— Start of Recorded data —
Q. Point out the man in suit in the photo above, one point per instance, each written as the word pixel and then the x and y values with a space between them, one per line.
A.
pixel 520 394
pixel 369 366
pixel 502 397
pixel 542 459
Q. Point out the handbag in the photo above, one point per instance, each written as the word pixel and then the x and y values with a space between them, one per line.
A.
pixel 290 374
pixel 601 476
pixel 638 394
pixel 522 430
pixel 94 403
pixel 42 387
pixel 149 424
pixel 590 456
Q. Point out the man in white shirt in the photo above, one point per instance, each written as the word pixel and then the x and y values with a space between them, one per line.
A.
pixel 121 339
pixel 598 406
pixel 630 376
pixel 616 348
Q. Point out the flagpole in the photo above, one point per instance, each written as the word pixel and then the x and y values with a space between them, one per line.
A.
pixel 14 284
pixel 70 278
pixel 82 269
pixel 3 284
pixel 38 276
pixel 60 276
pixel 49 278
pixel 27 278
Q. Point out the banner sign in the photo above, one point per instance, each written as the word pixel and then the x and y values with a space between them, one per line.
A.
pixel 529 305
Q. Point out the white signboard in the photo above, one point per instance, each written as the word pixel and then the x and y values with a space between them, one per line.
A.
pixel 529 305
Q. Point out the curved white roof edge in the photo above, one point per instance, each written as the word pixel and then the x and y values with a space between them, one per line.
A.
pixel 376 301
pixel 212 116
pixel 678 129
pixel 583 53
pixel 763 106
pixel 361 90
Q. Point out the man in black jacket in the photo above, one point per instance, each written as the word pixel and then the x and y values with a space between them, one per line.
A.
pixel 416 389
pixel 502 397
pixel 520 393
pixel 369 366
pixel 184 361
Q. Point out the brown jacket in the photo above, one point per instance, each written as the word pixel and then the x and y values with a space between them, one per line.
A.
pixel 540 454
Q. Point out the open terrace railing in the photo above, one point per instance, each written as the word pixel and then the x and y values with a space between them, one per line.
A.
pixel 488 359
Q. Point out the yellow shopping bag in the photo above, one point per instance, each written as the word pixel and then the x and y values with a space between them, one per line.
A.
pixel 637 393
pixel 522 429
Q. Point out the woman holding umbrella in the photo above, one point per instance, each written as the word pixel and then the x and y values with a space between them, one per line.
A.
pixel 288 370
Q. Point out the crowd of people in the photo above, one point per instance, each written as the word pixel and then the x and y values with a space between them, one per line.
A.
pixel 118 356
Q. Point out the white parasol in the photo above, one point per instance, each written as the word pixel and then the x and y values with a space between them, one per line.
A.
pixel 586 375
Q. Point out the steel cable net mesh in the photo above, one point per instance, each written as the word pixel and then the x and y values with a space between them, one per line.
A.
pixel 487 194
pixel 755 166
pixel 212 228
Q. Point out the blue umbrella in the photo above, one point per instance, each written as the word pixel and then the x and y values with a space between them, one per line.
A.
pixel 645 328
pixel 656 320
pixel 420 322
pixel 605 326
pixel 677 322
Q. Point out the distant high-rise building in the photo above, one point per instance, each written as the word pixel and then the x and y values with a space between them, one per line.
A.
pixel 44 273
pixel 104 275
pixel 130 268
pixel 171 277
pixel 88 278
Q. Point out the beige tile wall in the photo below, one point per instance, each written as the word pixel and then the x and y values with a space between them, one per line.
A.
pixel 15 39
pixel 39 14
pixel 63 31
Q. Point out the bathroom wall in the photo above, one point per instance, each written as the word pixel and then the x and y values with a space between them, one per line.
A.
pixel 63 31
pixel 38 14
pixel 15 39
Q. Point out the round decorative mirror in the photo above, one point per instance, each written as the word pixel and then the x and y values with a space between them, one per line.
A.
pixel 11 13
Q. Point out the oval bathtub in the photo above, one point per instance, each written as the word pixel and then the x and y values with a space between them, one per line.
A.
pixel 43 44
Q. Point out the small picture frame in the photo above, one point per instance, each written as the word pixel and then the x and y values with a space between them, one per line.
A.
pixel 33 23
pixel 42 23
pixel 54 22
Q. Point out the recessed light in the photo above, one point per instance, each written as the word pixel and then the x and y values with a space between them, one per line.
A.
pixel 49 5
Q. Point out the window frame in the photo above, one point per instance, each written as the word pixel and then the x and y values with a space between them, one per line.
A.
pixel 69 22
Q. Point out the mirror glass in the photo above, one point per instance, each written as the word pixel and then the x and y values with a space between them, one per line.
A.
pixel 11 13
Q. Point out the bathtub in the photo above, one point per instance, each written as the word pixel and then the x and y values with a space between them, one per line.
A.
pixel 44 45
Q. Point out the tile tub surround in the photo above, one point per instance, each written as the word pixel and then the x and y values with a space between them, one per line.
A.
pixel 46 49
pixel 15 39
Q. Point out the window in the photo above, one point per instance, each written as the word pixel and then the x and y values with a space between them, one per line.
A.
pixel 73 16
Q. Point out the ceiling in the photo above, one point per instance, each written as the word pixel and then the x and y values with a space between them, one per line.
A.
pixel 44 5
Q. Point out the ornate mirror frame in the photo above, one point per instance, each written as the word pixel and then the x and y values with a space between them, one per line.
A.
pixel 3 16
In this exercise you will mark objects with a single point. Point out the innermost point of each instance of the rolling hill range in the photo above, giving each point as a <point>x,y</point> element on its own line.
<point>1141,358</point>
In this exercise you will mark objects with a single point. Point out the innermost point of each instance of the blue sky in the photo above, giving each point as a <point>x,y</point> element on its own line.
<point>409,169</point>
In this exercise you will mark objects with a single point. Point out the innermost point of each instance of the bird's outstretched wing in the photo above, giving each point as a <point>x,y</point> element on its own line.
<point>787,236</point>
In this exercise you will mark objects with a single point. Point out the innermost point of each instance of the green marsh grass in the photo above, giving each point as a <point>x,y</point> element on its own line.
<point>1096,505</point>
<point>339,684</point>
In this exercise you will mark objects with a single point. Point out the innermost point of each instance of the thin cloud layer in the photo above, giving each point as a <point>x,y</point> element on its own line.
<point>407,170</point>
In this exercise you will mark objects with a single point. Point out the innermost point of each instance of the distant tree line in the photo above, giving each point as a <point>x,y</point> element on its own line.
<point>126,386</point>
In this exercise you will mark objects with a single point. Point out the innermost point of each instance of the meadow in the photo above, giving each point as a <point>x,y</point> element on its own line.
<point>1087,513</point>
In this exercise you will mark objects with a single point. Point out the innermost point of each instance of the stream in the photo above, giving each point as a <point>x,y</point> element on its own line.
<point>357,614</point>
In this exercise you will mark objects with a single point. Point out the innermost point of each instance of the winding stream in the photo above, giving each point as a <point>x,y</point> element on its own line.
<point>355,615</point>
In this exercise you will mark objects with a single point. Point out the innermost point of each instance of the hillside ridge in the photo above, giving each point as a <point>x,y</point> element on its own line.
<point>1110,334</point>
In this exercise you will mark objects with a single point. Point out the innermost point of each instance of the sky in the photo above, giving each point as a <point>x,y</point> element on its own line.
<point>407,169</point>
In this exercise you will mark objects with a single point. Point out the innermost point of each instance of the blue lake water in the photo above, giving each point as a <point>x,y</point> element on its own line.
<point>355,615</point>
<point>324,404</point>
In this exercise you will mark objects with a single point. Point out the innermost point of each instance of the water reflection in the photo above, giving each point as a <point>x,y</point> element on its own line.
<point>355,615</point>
— End of Recorded data —
* _Task prompt_:
Copy the data above word for word, beginning with the line containing "Q. Point out the banner" and continuing through the line containing "pixel 118 356".

* _Answer_:
Q. Point out the banner sign in the photo above, one point per instance, each written as the word pixel and then the x and y values with a space between them, one per line.
A.
pixel 529 305
Q. Point out the white signboard in the photo above, one point per instance, each written as the word pixel and then the x and y values with a space between them, one per line.
A.
pixel 529 305
Q. Point out the curved white roof edge in the photo above, one point per instance, each written as the word pixel and then the x and y values with a space between them, one per line.
A.
pixel 376 301
pixel 212 116
pixel 678 129
pixel 583 53
pixel 763 106
pixel 361 90
Q. Point out the man in black jacket in the photo above, one point per instance, each written as the word pixel and then the x and y values with a space between them, one per line.
A.
pixel 416 389
pixel 502 397
pixel 520 393
pixel 369 366
pixel 184 361
Q. Point out the brown jacket in the photo above, one point per instance, each written as the word pixel and then the x and y values with a space between them, one per line.
A.
pixel 540 454
Q. Point out the open terrace railing in the photo above, one point per instance, each written as the word pixel and then the x and y values with a space between them, one per line.
A.
pixel 488 359
Q. Point out the yellow shopping bag in the photo above, one point per instance, each written as the word pixel and then the x and y values with a space between them, one per line.
A.
pixel 637 393
pixel 522 429
Q. Point out the woman holding umbrella in the photo above, one point per instance, each written as the word pixel and then the x and y values with a space between them, one per line.
A.
pixel 288 370
Q. Point out the crowd of people in the photo above, one point per instance, each written as the word pixel and then the x and y values with a space between them, one per line.
A.
pixel 118 356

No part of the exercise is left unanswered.